▶ Passage shown:
Bug 7743 - default papersize in dvips and xdvi is A4, should be letter
Summary: default papersize in dvips and xdvi is A4, should be letter
Keywords:
Status: CLOSED WONTFIX
Alias: None
Product: Red Hat Linux
Classification: Retired
Component: tetex
Version: 6.1
Hardware: All
OS: Linux
low
medium
Target Milestone: ---
Assignee: Tim Waugh
QA Contact:
URL:
Whiteboard:
Depends On:
Blocks:
TreeView+ depends on / blocked
 
Reported: 1999-12-10 22:19 UTC by Joe Harrington
Modified: 2008-05-01 15:37 UTC (History)
2 users (show)

Fixed In Version:
Doc Type: Bug Fix
Doc Text:
Clone Of:
Environment:
Last Closed: 2000-12-01 22:45:10 UTC
Embargoed:


Attachments (Terms of Use)

Description Joe Harrington 1999-12-10 22:19:17 UTC
The TeX and LaTeX default paper size letter, but xdvi and dvips both reset
it to A4 in tetex-*-1.0.6-7.  This causes confusion, of course, as text is
printed about an inch higher on the page than it should be.  See p. 251 of
The Texbook or p. 26 of A Guide to Latex by Kopka and Daly for statements
that letter is the default.  Although we might all like to "go metric",
doing so would break millions of existing documents.

Things worked correctly under RH 5.0 but broke in RH 5.2, see bugs 492,
1068, and 3037.  It's broken in 6.1.  Dunno about 6.0.

Problems and fixes:

tetex-dvips-1.0.6-7, /usr/share/texmf/dvips/config/config.ps

The default papersize is set to A4 by virtue of its being set first, but it
should be letter.

workaround: copy the paper section into ~/.dvipsrc and edit to have the
letter definition come first, or use dvips -t letter.

fix: change the order in /usr/share/texmf/dvips/config/config.ps.

tetex-xdvi-1.0.6-7,

The default display paper outline is set to A4 by virtue of the line:
XDvi*paper: a4

workaround: change it in your .Xresources

fix: change it to letter in /usr/share/texmf/xdvi/XDvi

Since this was supposedly fixed once already, a test or comment in the
.spec file warning the Red Hat packager to check for these errors might be
appropriate.

Thanks,

--jh--

Comment 1 Riley H Williams 1999-12-12 16:10:59 UTC
Personally, I'd like to see this reversed, such that ALL programs default to A4
sized paper. After all, virtually every country in the world uses the A-series
and B-series paper sizes, together with the C-series envelope sizes.

The only exceptions to this that I am aware of are the USA and Canada, and as
they tend to ignore most standards, I see no reason to use one of the
pseudo-standards they seem so determined to foist on everybody else.

Comment 2 Jeff Johnson 1999-12-12 17:19:59 UTC
And I'll bet one of you uses emacs and the other vi ... :-)

Red Hat distributes teTeX, not TeX, and we currently leave the default in
the teTeX (not TeX!) distribution as distributed because tetex includes
texconfig which makes it Real Easy to change the paper size. In fact, here's
FAQ #27:

27) xdvi and dvips use the European A4 size as default papersize. How
    do I change this to make letterpaper the default?

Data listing
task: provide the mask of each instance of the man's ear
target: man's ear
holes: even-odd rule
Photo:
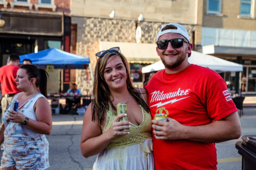
[[[156,52],[157,53],[157,55],[159,55],[158,47],[158,46],[156,46]]]
[[[193,48],[193,44],[189,43],[188,44],[188,50],[187,50],[187,53],[189,54],[191,53],[192,48]]]

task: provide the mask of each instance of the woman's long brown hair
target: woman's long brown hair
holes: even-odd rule
[[[111,100],[113,97],[104,79],[104,69],[107,65],[107,62],[110,56],[116,55],[120,56],[125,67],[127,74],[126,86],[129,92],[135,99],[137,103],[140,104],[146,111],[150,111],[148,104],[141,99],[140,93],[137,92],[132,86],[128,63],[124,56],[119,52],[116,53],[108,52],[103,56],[98,59],[94,71],[94,83],[93,90],[94,98],[92,101],[92,120],[95,121],[97,119],[100,126],[104,121],[106,111],[109,109],[109,104],[114,110],[116,110]]]

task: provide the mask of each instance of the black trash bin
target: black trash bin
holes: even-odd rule
[[[242,156],[242,169],[256,169],[256,135],[245,135],[236,143],[236,148]]]

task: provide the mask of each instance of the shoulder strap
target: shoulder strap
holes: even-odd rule
[[[142,96],[143,100],[144,100],[144,101],[145,101],[145,99],[144,98],[144,96],[143,95],[142,92],[141,92],[141,90],[140,90],[140,87],[139,87],[139,89],[140,90],[140,94]]]

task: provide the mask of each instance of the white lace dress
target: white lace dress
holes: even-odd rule
[[[94,170],[154,170],[151,134],[151,115],[141,107],[143,120],[138,126],[131,124],[130,134],[113,140],[99,154]],[[107,111],[103,132],[108,129],[115,116],[111,107]]]

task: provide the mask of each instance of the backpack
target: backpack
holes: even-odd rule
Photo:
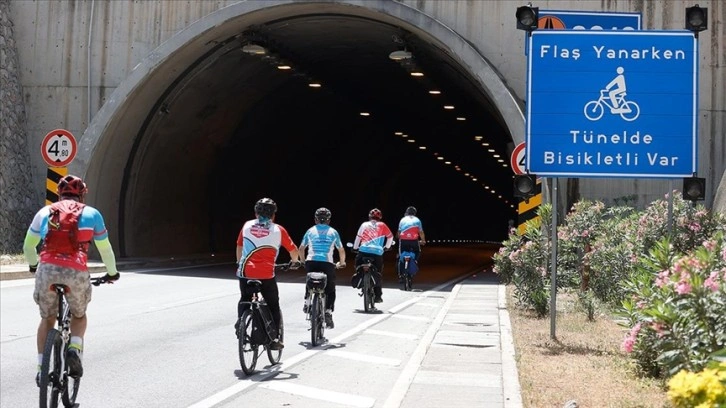
[[[407,256],[409,257],[408,269],[405,268],[406,262],[404,261],[404,258]],[[408,251],[401,252],[401,256],[398,258],[398,270],[401,273],[407,273],[409,276],[415,275],[418,272],[416,254]]]
[[[78,221],[86,205],[73,200],[61,200],[50,206],[48,232],[43,240],[43,251],[75,254],[85,251],[78,242]]]

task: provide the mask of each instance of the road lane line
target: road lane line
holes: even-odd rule
[[[352,353],[350,351],[342,351],[342,350],[335,350],[335,349],[326,350],[325,355],[345,358],[345,359],[353,360],[353,361],[363,361],[365,363],[383,364],[383,365],[389,365],[389,366],[394,366],[394,367],[401,365],[401,360],[396,360],[395,358],[376,357],[376,356],[370,356],[368,354],[363,354],[363,353]]]
[[[418,343],[418,347],[416,347],[416,350],[414,350],[411,358],[408,360],[406,367],[403,368],[401,375],[398,376],[396,384],[394,384],[391,393],[388,395],[386,402],[383,404],[383,408],[398,408],[401,406],[403,398],[406,396],[406,392],[408,392],[408,389],[411,387],[413,379],[416,377],[418,369],[421,367],[421,362],[426,356],[426,351],[428,350],[431,342],[434,340],[436,332],[439,330],[441,324],[444,322],[446,312],[449,311],[451,305],[454,303],[454,299],[459,293],[459,289],[461,289],[461,284],[457,284],[453,287],[453,289],[451,289],[451,293],[449,293],[449,297],[448,299],[446,299],[446,303],[444,303],[444,305],[441,307],[441,310],[429,326],[429,329],[426,330],[426,334],[424,334],[424,336],[421,338],[421,341]]]
[[[320,388],[308,387],[305,385],[291,384],[280,381],[260,384],[260,388],[280,391],[293,395],[300,395],[307,398],[328,401],[335,404],[347,405],[358,408],[370,408],[375,404],[375,398],[361,397],[359,395],[345,394],[337,391],[328,391]]]
[[[418,336],[416,336],[415,334],[396,333],[396,332],[391,332],[391,331],[383,331],[383,330],[375,330],[375,329],[368,329],[364,333],[375,334],[378,336],[396,337],[399,339],[407,339],[407,340],[416,340],[418,338]]]
[[[391,317],[395,317],[396,319],[403,319],[403,320],[414,320],[417,322],[428,322],[431,320],[428,317],[423,317],[423,316],[393,315]]]
[[[376,317],[374,317],[372,319],[369,319],[363,323],[360,323],[358,326],[355,326],[354,328],[344,332],[340,336],[330,340],[330,342],[331,343],[340,343],[343,340],[347,339],[348,337],[352,337],[352,336],[366,330],[370,326],[373,326],[374,324],[379,323],[380,321],[385,320],[389,317],[392,317],[392,316],[401,317],[400,315],[397,315],[395,313],[397,313],[400,310],[405,309],[406,307],[410,306],[411,304],[416,303],[419,300],[424,299],[430,295],[436,294],[438,296],[438,295],[440,295],[440,291],[443,288],[445,288],[455,282],[459,282],[465,278],[466,278],[466,276],[460,276],[460,277],[451,279],[447,282],[444,282],[426,292],[423,292],[420,296],[409,299],[403,303],[400,303],[400,304],[390,308],[388,310],[388,313],[383,313],[383,314],[377,315]],[[458,291],[459,286],[460,285],[455,286],[454,289]],[[454,289],[452,289],[452,293],[453,293]],[[449,298],[447,299],[447,304],[449,304],[449,301],[451,299],[452,299],[452,297],[450,294]],[[446,306],[446,305],[444,305],[444,306]],[[447,307],[447,309],[448,309],[448,307]],[[442,309],[442,311],[444,311],[444,309]],[[441,312],[439,312],[439,314],[441,314]],[[412,316],[407,316],[407,317],[412,317]],[[443,319],[443,317],[442,317],[442,319]],[[428,320],[428,319],[426,319],[426,320]],[[330,345],[330,346],[334,347],[333,345]],[[420,347],[420,345],[419,345],[419,347]],[[255,374],[249,378],[240,380],[239,383],[236,383],[228,388],[225,388],[216,394],[210,395],[209,397],[207,397],[193,405],[190,405],[188,408],[211,408],[211,407],[215,406],[216,404],[219,404],[220,402],[222,402],[228,398],[231,398],[236,394],[241,393],[242,391],[244,391],[245,389],[247,389],[253,385],[259,385],[260,381],[263,381],[263,380],[267,379],[268,377],[276,375],[277,373],[282,372],[285,369],[292,367],[295,364],[300,363],[301,361],[307,360],[308,358],[313,357],[315,354],[318,354],[321,351],[323,351],[323,349],[318,348],[318,349],[313,349],[313,350],[306,350],[300,354],[294,355],[290,359],[286,360],[285,362],[272,367],[269,371],[261,371],[260,373]],[[414,371],[414,374],[415,374],[415,371]],[[404,390],[404,393],[405,393],[405,390]]]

▶ Task requirements:
(1) Print the section of the bug report that begins at the words "Comment 1 Riley" and stops after "C-series envelope sizes.".
(2) According to Jeff Johnson's comment in the bug report, what does Red Hat distribute instead of TeX?
The items are material separate from the bug report.

▶ Exercise solutions:
(1)
Comment 1 Riley H Williams 1999-12-12 16:10:59 UTC
Personally, I'd like to see this reversed, such that ALL programs default to A4
sized paper. After all, virtually every country in the world uses the A-series
and B-series paper sizes, together with the C-series envelope sizes.

(2) teTeX